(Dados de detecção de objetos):
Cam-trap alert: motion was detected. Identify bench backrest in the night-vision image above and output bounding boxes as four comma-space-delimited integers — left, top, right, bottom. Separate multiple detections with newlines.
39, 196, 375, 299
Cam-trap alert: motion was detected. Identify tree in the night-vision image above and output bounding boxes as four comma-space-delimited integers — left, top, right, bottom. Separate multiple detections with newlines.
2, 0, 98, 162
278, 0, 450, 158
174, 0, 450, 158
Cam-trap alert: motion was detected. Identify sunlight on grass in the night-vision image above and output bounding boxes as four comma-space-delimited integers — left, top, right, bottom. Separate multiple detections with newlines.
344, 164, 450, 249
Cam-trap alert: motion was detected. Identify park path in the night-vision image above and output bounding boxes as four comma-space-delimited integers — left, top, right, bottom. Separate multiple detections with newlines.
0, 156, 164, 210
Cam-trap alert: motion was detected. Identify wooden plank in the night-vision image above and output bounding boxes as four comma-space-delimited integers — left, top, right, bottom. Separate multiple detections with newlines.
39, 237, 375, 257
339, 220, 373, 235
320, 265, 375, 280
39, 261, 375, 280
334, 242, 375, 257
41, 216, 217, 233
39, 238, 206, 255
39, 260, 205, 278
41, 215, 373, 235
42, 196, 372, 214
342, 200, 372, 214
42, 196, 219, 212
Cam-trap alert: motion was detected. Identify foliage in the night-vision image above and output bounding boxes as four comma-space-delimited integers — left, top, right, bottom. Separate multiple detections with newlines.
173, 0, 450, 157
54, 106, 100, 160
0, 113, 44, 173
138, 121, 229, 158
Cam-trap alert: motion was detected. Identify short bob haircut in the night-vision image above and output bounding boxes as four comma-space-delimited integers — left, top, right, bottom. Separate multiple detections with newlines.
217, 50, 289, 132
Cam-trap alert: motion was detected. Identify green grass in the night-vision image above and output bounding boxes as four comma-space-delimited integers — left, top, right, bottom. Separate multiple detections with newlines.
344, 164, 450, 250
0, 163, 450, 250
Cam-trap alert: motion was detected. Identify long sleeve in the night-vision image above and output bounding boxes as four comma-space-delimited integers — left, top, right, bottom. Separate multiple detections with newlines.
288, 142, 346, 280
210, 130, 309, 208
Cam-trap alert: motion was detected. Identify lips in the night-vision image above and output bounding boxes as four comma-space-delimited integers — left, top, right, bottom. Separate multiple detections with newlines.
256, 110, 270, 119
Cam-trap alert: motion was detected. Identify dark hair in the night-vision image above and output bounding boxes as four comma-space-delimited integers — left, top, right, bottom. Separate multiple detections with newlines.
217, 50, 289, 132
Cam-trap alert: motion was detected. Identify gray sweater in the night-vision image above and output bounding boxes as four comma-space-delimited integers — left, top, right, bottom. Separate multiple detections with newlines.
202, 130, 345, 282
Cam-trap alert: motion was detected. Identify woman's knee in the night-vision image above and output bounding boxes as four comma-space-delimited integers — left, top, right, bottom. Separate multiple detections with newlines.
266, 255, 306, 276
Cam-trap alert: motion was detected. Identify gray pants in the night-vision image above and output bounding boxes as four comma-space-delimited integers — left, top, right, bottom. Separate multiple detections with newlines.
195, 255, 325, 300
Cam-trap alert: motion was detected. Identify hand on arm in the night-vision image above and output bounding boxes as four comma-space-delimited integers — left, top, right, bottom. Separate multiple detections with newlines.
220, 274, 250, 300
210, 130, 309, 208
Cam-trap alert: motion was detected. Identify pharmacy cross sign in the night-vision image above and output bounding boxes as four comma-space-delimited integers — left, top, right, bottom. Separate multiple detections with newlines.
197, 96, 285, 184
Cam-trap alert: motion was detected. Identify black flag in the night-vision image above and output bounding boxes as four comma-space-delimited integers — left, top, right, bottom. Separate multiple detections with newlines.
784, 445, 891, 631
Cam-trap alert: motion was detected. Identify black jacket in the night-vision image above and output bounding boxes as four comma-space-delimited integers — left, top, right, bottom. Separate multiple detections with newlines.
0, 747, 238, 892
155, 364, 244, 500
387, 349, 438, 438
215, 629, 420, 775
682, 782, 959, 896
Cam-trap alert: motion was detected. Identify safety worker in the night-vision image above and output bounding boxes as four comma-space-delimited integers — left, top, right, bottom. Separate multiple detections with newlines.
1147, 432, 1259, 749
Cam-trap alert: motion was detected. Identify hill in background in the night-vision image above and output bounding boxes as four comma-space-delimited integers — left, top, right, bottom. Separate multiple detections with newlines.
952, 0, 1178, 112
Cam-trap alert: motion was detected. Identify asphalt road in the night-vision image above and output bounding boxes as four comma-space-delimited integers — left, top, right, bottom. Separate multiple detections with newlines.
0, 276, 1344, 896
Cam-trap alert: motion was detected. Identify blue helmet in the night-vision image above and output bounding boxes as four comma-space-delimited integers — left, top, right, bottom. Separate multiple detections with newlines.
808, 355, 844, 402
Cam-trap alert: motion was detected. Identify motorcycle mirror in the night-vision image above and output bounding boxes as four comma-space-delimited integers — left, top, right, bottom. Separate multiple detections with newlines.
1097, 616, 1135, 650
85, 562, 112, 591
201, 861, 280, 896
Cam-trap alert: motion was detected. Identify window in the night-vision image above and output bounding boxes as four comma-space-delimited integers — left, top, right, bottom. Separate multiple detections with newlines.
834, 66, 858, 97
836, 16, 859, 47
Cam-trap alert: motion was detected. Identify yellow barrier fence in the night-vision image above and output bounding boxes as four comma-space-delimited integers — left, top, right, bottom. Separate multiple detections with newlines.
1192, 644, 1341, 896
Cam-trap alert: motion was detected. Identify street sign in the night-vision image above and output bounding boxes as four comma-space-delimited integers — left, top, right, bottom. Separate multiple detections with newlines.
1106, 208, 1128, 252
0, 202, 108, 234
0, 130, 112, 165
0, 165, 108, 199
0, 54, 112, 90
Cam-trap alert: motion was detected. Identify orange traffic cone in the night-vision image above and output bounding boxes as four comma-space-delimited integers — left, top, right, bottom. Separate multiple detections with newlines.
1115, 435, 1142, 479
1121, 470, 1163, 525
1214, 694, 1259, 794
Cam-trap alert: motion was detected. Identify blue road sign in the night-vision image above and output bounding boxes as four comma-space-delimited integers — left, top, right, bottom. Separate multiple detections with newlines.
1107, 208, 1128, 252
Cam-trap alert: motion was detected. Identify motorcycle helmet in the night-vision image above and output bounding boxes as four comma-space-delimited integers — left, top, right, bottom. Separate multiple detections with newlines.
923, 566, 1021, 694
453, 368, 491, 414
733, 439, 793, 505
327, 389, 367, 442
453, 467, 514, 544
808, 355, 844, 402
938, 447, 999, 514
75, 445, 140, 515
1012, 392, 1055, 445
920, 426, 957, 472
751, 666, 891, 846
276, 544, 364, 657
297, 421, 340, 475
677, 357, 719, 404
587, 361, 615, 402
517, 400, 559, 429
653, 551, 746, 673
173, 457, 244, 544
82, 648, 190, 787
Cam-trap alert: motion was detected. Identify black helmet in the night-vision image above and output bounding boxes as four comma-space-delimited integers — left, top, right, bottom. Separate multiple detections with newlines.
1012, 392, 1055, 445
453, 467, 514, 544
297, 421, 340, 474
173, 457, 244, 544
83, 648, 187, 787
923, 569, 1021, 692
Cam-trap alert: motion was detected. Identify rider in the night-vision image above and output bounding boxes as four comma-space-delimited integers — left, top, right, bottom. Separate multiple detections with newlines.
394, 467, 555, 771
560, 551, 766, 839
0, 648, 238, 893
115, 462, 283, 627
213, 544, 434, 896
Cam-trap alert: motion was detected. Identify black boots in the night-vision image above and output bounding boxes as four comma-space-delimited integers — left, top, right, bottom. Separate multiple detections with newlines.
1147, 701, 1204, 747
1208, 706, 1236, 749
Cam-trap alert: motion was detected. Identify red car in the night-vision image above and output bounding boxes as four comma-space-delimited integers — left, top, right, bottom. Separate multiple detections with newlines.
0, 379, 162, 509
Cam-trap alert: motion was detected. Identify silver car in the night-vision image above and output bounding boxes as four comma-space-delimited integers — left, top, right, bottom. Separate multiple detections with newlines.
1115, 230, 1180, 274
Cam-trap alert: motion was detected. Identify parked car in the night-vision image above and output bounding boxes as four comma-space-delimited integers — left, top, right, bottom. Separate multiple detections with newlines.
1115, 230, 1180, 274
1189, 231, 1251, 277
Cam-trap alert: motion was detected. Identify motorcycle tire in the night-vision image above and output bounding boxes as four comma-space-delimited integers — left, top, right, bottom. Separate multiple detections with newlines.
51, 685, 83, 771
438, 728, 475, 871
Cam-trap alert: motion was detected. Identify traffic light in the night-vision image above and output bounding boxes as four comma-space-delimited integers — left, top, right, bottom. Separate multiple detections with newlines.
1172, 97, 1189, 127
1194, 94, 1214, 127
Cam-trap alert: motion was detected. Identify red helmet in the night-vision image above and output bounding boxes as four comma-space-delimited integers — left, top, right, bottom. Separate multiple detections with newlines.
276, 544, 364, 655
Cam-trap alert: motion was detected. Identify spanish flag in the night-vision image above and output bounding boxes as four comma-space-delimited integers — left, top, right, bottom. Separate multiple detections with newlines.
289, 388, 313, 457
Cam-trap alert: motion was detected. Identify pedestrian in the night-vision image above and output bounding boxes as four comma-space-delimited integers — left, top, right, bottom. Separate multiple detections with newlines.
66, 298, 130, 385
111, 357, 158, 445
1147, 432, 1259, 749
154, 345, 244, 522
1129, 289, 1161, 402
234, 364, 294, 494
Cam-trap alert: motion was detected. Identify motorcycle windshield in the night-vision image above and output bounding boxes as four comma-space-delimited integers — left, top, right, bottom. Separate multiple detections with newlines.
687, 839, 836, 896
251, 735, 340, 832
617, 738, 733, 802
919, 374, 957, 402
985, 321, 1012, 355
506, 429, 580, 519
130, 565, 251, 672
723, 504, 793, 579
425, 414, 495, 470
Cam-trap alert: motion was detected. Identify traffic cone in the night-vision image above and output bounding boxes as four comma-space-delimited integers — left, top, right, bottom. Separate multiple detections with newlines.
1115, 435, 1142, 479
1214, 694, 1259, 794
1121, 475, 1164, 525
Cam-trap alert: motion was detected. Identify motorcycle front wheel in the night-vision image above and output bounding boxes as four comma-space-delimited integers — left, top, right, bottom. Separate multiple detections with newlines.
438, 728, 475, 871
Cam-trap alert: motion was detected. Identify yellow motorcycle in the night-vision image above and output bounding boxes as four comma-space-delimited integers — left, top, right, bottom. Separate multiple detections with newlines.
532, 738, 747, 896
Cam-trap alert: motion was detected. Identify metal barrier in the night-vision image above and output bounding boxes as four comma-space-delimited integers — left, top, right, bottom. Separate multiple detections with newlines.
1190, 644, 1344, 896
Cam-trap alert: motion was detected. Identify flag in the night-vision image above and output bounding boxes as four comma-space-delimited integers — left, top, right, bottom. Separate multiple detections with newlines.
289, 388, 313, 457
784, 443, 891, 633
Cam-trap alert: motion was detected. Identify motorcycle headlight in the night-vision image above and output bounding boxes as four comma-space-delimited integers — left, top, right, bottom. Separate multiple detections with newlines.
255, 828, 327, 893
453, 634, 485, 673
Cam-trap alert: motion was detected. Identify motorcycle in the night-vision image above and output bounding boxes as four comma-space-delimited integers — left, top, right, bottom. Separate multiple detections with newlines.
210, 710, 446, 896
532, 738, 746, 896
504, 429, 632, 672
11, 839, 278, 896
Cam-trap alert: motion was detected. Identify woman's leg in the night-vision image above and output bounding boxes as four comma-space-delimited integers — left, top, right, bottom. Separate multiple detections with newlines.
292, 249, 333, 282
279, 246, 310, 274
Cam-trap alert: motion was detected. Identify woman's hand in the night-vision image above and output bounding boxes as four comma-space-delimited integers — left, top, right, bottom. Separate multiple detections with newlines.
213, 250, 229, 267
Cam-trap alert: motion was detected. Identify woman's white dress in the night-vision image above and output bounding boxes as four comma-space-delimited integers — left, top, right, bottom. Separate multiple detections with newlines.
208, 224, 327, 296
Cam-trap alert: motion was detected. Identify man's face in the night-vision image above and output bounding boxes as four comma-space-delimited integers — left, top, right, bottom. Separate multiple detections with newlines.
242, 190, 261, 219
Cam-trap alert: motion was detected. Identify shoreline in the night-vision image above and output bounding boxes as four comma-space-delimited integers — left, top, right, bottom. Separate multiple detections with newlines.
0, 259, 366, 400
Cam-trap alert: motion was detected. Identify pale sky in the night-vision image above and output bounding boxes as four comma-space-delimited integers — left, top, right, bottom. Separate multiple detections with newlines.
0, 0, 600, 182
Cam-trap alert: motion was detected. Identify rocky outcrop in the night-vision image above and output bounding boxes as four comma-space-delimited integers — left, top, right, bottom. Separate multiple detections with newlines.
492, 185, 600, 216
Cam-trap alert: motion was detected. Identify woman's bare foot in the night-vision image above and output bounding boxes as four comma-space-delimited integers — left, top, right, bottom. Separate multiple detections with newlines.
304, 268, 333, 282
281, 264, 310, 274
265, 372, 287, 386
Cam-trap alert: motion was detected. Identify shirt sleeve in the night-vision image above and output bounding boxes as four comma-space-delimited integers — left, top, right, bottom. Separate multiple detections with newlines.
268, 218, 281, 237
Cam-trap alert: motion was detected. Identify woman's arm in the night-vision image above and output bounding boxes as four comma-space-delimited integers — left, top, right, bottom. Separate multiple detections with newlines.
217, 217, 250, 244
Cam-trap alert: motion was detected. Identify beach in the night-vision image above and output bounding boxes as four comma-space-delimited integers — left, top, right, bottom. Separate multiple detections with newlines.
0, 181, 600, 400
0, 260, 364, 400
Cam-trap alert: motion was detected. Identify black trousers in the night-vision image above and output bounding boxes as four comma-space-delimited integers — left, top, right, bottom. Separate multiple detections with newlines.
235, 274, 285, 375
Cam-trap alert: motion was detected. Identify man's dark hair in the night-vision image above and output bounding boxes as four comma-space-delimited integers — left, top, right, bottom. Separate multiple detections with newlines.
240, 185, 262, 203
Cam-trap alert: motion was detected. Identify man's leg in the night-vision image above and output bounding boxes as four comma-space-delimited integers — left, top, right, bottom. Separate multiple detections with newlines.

(O QUE FAZER): Copie dos dados, sem mudar nada, as linhas que começam na que contém "Cam-trap alert: motion was detected. Identify black flag" e terminam na que contém "784, 445, 891, 631", incluindo as duas.

(RESPOSTA):
Cam-trap alert: motion was detected. Identify black flag in the night-vision image above and output bounding boxes as four comma-space-delimited integers — left, top, right, bottom. Separate multiple detections with newlines.
784, 445, 891, 631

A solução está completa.